TEXTO FORNECIDO -
_ _ _
Douglas Coupland chegou a Portugal numa altura em que, para fazer uma chamada local (num telefone fixo!), ainda não tínhamos de marcar o indicativo. Cioso, o "New York Times" ainda escrevia, a seguir à palavra "Internet", a frase explicativa "a rede global de computadores". A "Geração X" que o escritor canadiano dissecou no seu primeiro livro, em 1991, ainda era uma cultura emergente, fascinada pela tecnologia. Mas, logo aí, o seu amor pela cultura popular transformou-o num gerador de imagens, de termos e de estilos narrativos que só podia redundar nisto: Douglas Coupland como personagem, ele próprio, dessa cultura popular "techie".
O facto não lhe escapou e, no seu penúltimo romance - "jPod", publicado em Portugal em 2009 pela sua chancela habitual, a Teorema -, ele era personagem. Uma personagem que servia exactamente como reflector, como a imagem de que outra personagem, Ethan, precisava para se definir. Escreveu-se na "rede global de computadores" que era chegado o momento da couplandização de Douglas Coupland. O homem que criou o termo McJob (o McEmprego), que se tornou o perito de serviço para qualquer tema sobre a geração que sucedeu aos "baby boomers", sobre a "sua" geração X, cristalizava-se.
A auto-descrição era, obviamente, satírica. Leia-se em "jPod" sobre o encontro de Ethan, num avião, com o meta-Douglas Coupland: ele era um egoísta unidimensional de olhos frios que pareciam "poços cheios de bebés afogados". E eles, as personagens, sentiam-se como "refugiados de um romance do Douglas Coupland", figuras perdidas num mundo de "fast-food" e Internet, Ikea, celebridades vácuas, consumo, consumo e mais consumo (com algum existencialismo).
Ao longo dos últimos 20 anos, Coupland perguntou-se por todos nós: "O que é que tudo isto significa?" Estamos todos tão ligados que corremos o risco de ficar "offline" para sempre, ou simplesmente desligados uns dos outros, diz-nos nesta entrevista por e-mail cheia de ingredientes Coupland: "Visitei o vosso site. Foi a primeira vez que visitei um site .pt".
A cultura pop é essencial na sua escrita. Sente-se um curador, um comissário de tudo quanto é pop(ular) neste mundo de alta e baixa arte, de superabundância e preguiça?
Não sei se [podemos falar de] curadoria. Estou sempre à procura de coisas que são tão grandes que não reparamos nelas.
Pensa que a cultura popular está a tornar-se cada vez menos global e abrangente. Devíamos acarinhá-la como uma espécie de denominador comum que (ainda) une a nossa civilização?
Acho que devemos acarinhar quaisquer resquícios de globalidade que ainda tenhamos. Está tudo a começar a desintegrar-se.
Em "jPod", Coupland era também um saqueador, um vampiro das novidades, alguém que caçava furtivamente o que os outros protegiam (neste caso, a estória de Ethan, mas também o portátil com informações sobre o novo projecto da sua empresa de videojogos).
_ _ _
DADOS FORNECIDOS -
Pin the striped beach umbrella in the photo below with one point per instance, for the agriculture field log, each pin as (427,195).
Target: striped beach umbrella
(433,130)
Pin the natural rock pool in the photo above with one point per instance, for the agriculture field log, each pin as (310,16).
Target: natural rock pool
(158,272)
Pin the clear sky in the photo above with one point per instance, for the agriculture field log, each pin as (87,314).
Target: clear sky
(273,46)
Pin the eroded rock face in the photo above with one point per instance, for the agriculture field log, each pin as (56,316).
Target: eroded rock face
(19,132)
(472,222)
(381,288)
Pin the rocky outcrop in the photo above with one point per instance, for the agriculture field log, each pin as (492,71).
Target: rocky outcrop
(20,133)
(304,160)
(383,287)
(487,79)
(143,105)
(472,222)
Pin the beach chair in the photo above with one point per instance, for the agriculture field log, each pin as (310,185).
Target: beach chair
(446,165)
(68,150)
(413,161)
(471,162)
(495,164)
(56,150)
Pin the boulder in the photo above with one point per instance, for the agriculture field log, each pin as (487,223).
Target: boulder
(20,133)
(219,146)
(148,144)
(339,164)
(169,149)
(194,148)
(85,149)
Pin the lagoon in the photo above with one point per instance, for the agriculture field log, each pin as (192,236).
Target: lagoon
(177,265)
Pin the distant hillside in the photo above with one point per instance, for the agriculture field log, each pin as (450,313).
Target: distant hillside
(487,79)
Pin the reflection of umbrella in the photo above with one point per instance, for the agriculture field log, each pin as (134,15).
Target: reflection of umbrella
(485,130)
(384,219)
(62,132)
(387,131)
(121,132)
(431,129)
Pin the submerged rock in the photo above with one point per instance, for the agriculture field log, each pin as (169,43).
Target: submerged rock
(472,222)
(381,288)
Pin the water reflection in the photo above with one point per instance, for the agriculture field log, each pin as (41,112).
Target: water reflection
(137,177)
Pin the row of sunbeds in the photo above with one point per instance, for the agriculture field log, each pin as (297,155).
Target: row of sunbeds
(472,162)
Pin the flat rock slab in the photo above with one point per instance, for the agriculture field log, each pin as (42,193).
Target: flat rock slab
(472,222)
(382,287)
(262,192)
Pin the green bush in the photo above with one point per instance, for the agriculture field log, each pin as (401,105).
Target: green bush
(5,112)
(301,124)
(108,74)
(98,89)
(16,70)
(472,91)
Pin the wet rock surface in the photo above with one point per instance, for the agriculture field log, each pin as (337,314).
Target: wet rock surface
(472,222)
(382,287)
_ _ _
Responda a cada pergunta com base no texto sobre Douglas Coupland.
(a) Em que ano publicou Douglas Coupland o seu primeiro livro?
(b) Que chancela publicou "jPod" em Portugal, e em que ano?
(c) Segundo a resposta de Coupland na entrevista, de que coisas anda ele sempre à procura?
Os dados constituem material independente do texto.

RESPOSTA COMPLETA -
(a) Em 1991.
(b) A Teorema, em 2009.
(c) De coisas que são tão grandes que não reparamos nelas.